• [CHALLENGE 1] Present the entries, from their first line through the line containing "(1053, 630)", as a Markdown table with the columns Row and Line, omitting any blank lines.

Director: Terrence Malick
Cast: Richard Gere, Brooke Adams, Sam Shepard, Linda Manz, Robert J. Wilke

(US DVD: 23 Mar 2010)

Review [19.Dec.2007]

“Truth has nothing to do with words. Truth can be likened to the bright moon in the sky. Words, in this case, can be likened to a finger. The finger can point to the moon’s location. However, the finger is not the moon. To look at the moon, it is necessary to gaze beyond the finger.”
—Sixth Patriarch Huineng


“Word to the father and mother earth
seeking everlasting life through this hell
for what it’s worth
look listen and observe
and watch another sea cycle
pullin’ my peeps to the curb…”
—Guru, Gang Starr, “Above the Clouds” 1998


Terrence Malick writes in the hallucinatory language of sight and sound. Like the Buddhist parable his films point to an ultimate reality that is beyond what is simply on the screen. Like Gang Starr, his characters must live in relationship to Nature, however alienated that relationship may be. 


Days of Heaven was the film that made Malick. It was an ambitious follow-up to an already ambitious film, Badlands , and the story behind its making is a true-grit summation of American independent filmmaking. Unfortunately, the video versions available up until now have never done justice to the film’s visuals, even the original Criterion Collection version. It’s taken Blu-Ray to be able to finally see what Malick had intended the film to be as he sat in the darkened cutting room, dreaming.


Days of Heaven is visually beautiful, but it is a beauty that requires the viewer to pay attention, lest he or she walk away, as supposedly authoritative critics like David Denby and Pauline Kael did, with the impression that the film isn’t really about anything at all. The photographs that are shown underneath the title sequence point to the depth of what Days of Heaven is composed of: hundreds of individual moments which convey the narrative of the story, largely through intuition, and effect the sympathetic viewer in a manner much deeper than conventional cinema is capable. In many ways it’s as if Truffaut or Fellini (circa Nights of Cabiria ) had been transplanted into a baby boomer Texan, albeit one who attended Harvard and was also a Rhodes Scholar.


As Peter Bogdanovich said of Hollywood’s silent-era directors, Malick is a filmmaker that, “[has] other interests than the movies, other interests than show business. It’s a key reason why there is more depth, maturity and knowledge about people [in his films].” It’s also why the storytelling in Malick’s films is now so imitated (The Assassination of Jesse James).


However, it cannot be said that Malick is a filmmaking revolutionary, as he is much more updating and putting into an American context European films of the French New Wave and Italian Neo-Realist era. According to film theorist and critic Ray Carney, also a Harvard graduate, at one time Malick had written him asking for advice on how to produce a film in the style of New Wave filmmakers and other directors like John Cassavetes. Carney’s reply was decidedly acerbic, but the incident reveals that Malick was intentionally looking towards those epochs in film history for a roadmap when producing his own films.

• [LISTED RECORDS]
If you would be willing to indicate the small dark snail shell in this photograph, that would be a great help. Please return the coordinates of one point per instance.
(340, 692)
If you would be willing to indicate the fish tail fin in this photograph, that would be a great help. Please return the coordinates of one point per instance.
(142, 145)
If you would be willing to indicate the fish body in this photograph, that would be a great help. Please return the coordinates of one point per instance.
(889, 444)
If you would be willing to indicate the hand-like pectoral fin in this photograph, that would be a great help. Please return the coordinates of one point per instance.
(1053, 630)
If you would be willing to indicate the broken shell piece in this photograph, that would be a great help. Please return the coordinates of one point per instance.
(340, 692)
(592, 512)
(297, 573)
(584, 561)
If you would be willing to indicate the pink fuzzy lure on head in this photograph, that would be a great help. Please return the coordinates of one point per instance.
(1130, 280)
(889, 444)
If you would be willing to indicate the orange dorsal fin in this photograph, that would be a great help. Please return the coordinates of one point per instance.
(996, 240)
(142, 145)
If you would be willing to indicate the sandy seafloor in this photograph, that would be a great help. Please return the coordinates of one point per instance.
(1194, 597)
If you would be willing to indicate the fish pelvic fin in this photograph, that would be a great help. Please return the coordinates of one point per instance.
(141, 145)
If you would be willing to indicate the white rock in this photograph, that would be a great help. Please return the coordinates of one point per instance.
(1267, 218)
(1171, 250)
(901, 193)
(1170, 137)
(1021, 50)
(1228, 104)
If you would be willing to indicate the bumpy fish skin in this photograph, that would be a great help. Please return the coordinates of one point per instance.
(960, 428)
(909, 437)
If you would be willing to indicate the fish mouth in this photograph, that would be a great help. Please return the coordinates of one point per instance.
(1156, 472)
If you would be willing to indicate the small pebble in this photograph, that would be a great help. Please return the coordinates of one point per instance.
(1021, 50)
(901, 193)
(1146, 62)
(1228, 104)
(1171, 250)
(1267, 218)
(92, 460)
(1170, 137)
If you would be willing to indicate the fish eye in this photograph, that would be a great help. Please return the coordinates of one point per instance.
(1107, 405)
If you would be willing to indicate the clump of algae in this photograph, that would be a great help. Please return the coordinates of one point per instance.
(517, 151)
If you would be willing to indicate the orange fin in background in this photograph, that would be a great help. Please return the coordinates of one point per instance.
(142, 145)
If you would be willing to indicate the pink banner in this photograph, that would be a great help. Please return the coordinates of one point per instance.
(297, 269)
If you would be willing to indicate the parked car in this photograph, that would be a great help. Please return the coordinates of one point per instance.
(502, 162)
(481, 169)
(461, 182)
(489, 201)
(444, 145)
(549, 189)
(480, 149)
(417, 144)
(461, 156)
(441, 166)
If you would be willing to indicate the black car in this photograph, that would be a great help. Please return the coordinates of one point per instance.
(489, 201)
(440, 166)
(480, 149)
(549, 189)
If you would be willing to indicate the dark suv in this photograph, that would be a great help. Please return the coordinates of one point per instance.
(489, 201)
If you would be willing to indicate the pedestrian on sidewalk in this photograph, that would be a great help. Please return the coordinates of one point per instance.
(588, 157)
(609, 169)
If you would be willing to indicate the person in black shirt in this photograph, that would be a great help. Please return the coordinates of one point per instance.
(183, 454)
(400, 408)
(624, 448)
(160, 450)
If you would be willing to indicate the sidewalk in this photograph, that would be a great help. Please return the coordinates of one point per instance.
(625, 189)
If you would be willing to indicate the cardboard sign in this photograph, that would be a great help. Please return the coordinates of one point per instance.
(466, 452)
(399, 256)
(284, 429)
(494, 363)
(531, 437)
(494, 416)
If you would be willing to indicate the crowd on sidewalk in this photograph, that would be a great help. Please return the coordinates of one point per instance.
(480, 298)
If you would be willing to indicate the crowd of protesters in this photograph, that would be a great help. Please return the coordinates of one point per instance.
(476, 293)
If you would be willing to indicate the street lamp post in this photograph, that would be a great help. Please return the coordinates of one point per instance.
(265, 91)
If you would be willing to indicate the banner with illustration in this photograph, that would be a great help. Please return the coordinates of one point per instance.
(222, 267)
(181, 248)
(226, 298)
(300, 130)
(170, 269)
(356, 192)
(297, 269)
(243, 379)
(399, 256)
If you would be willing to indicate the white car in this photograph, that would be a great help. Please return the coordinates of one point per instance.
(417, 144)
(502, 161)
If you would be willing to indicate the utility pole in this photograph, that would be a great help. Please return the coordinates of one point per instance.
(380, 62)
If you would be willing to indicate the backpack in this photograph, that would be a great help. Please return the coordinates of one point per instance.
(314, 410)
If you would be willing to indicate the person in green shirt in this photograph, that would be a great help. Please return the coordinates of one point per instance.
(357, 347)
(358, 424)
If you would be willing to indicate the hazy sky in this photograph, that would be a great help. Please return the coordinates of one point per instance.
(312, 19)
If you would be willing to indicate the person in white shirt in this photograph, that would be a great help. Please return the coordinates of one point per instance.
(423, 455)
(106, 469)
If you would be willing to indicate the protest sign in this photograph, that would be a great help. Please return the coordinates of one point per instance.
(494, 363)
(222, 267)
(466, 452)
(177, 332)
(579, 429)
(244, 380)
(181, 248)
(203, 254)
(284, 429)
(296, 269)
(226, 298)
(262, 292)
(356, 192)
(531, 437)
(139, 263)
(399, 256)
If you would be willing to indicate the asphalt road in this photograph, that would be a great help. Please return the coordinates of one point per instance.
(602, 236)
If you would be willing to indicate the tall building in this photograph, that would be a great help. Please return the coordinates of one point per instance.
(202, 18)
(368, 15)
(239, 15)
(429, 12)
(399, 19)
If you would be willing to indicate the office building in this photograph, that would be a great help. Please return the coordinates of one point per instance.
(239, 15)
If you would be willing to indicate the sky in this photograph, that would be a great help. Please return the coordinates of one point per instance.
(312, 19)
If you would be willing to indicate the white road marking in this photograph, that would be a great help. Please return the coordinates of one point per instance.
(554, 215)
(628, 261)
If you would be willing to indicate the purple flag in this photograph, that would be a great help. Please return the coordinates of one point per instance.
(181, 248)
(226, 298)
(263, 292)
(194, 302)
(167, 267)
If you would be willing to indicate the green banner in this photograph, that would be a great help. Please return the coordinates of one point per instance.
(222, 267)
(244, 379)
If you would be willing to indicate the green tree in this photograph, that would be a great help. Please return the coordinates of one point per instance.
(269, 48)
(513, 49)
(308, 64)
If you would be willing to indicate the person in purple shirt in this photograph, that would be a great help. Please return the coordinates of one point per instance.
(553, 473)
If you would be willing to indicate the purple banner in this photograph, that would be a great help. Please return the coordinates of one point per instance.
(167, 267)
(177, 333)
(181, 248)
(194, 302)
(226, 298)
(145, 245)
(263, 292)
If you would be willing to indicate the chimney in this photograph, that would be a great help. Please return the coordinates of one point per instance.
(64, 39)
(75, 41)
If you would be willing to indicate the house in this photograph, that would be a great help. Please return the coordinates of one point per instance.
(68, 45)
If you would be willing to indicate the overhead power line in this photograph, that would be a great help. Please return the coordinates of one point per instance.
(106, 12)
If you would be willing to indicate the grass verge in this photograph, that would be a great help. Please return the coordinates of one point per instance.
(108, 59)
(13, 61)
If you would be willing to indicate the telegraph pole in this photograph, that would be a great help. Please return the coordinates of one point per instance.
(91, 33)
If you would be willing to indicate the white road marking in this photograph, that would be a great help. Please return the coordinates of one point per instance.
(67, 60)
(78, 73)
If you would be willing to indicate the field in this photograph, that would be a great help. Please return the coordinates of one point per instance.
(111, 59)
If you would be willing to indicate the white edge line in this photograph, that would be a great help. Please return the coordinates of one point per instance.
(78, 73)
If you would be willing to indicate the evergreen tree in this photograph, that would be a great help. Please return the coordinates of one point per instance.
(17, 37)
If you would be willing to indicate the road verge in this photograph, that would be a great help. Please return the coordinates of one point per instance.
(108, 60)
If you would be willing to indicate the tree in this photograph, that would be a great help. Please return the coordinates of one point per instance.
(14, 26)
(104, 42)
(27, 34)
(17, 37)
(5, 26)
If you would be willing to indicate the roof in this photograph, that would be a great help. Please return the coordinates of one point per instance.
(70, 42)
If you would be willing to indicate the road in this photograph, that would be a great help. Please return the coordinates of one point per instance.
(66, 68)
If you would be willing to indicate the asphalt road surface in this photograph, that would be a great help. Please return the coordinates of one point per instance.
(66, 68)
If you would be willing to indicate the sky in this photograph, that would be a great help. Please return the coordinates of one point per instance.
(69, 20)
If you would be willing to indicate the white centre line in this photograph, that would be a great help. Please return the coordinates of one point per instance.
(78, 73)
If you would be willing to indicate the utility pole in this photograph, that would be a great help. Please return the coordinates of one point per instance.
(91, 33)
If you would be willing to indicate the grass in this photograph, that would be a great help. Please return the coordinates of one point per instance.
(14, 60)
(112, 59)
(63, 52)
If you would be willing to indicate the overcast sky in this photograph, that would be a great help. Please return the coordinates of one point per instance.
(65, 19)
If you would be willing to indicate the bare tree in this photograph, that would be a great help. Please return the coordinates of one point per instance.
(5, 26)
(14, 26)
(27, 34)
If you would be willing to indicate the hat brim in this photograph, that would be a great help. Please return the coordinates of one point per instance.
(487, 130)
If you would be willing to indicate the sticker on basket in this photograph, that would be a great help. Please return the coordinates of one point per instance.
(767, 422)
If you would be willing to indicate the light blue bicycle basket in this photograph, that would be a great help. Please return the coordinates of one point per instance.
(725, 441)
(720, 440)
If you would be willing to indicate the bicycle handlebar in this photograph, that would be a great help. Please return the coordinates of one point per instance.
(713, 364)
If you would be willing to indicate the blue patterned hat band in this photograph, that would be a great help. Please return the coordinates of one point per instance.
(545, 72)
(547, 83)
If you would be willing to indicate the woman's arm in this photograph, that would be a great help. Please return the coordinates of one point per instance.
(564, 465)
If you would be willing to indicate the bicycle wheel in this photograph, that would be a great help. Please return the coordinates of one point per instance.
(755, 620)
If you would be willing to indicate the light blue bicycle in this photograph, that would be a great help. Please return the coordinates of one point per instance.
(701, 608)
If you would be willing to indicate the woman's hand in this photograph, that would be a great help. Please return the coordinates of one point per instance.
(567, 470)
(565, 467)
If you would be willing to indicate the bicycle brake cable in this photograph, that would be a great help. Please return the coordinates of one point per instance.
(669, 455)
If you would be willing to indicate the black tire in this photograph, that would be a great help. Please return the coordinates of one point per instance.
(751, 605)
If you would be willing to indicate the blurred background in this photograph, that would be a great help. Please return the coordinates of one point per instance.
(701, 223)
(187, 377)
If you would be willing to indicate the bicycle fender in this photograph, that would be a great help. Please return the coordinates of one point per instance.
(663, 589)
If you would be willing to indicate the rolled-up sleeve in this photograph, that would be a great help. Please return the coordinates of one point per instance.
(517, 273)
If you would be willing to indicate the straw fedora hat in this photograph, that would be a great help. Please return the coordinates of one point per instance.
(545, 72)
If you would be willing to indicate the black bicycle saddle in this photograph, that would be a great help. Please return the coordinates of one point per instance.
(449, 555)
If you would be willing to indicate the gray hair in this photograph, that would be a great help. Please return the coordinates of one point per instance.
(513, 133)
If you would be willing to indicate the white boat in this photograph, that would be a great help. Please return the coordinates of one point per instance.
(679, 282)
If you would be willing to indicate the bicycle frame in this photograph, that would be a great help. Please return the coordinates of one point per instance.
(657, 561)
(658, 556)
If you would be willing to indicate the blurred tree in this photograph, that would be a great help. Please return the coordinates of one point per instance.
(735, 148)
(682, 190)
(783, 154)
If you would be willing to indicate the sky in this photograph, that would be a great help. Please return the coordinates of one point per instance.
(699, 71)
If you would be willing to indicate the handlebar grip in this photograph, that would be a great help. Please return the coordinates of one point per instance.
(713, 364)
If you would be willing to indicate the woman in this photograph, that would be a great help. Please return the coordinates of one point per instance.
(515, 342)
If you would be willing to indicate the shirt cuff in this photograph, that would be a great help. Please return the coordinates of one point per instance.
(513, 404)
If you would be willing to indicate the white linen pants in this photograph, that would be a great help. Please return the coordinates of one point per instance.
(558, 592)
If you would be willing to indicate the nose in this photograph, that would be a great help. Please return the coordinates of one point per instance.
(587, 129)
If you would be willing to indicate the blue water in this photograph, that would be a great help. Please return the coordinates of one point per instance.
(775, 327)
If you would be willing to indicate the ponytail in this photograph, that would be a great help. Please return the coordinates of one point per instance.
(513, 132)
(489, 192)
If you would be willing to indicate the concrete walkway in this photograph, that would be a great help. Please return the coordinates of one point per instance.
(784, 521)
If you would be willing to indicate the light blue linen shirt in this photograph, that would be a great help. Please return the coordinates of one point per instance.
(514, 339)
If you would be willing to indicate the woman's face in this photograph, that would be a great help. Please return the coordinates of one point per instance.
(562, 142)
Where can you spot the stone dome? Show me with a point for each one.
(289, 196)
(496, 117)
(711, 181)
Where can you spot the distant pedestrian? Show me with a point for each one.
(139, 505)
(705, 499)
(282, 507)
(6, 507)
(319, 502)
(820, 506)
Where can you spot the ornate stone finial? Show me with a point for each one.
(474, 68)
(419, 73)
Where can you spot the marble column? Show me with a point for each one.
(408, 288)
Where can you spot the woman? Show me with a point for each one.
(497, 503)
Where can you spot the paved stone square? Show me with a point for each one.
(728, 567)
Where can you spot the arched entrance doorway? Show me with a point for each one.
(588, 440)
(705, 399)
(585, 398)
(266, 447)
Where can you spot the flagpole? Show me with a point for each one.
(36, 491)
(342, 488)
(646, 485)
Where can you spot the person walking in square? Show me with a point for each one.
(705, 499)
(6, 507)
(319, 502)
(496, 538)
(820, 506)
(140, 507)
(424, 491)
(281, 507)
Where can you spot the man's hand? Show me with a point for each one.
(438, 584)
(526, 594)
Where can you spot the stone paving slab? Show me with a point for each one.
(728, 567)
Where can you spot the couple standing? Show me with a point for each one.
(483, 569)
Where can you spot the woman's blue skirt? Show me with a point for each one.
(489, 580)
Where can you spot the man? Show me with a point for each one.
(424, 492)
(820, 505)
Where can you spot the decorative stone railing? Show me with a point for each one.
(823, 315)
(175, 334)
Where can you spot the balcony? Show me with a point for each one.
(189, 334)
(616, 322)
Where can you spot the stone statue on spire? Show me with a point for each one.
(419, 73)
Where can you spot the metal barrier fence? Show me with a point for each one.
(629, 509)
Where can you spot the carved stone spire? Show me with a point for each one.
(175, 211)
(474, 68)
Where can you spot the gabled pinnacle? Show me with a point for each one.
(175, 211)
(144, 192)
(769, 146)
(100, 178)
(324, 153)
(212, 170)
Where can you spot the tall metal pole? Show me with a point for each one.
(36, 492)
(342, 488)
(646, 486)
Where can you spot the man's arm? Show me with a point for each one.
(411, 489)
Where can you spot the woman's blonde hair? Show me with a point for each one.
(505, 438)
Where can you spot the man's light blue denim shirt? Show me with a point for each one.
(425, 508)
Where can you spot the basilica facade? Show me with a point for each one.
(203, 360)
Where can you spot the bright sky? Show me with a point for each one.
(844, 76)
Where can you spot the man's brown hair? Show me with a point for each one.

• [CHALLENGE 2] Continue the review of Days of Heaven from its final sentence.

• [TASK RESPONSE 1]
| Row | Line |
|---|---|
| 1 | If you would be willing to indicate the small dark snail shell in this photograph, that would be a great help. Please return the coordinates of one point per instance. |
| 2 | (340, 692) |
| 3 | If you would be willing to indicate the fish tail fin in this photograph, that would be a great help. Please return the coordinates of one point per instance. |
| 4 | (142, 145) |
| 5 | If you would be willing to indicate the fish body in this photograph, that would be a great help. Please return the coordinates of one point per instance. |
| 6 | (889, 444) |
| 7 | If you would be willing to indicate the hand-like pectoral fin in this photograph, that would be a great help. Please return the coordinates of one point per instance. |
| 8 | (1053, 630) |

• [TASK RESPONSE 2]
According to an essay contained in the DVD booklet written by the film’s cinematographer Nestor Almendros, certain photographs and paintings had a significant influence on the film. It requires only a rudimentary education in art history to see the echoes of Edward Hopper, Thomas Hart Benton, Andrew Wyeth, Alfred Stieglitz, Edward Steichen, and Edward Weston placed throughout.


One of the more obscure references, which makes it much more interesting because it implies there are so many more, is the shot-reverse shot sequence of Sam Shepard and Richard Gere early in the film.


The evocation of Alexander Rodchenko’s “Pioneer Girl” adds to the film’s ethereal effect on the subconscious. The references are typically too quick to recognize but iconic enough to invoke the dreamlike feeling of having seen it all somewhere before.


More importantly, the influence of painting and photography are evidence that Days of Heaven should be viewed as a collection of moments, almost of still images, rather than a conventional film that follows the traditional form of a dialogue-driven stage play. However, the excellent DVD extras containing commentary and interviews with principal crew members reveal that the film was not always intended to be so abstract. It’s from their anecdotes that the story of two films begins to emerge: the straightforward narrative film that was written, produced and shot, and the final film that Malick and his editor, Billy Weber, over the course of two years eventually carved out of the footage.


Days of Heaven is a film that pushed the boundaries of film forward as an American art form. Watching it with the right kind of eyes reveals an ecstatic vision of an America that no longer exists. It is an America whose population was still subject to the whims of Nature, a Nature that’s tendency toward the violent and beautiful manifested itself in the hearts of the women and men who endured it. This new Blu-Ray edition underscores the film’s raw power. It’s hard to imagine we deserve such an experience.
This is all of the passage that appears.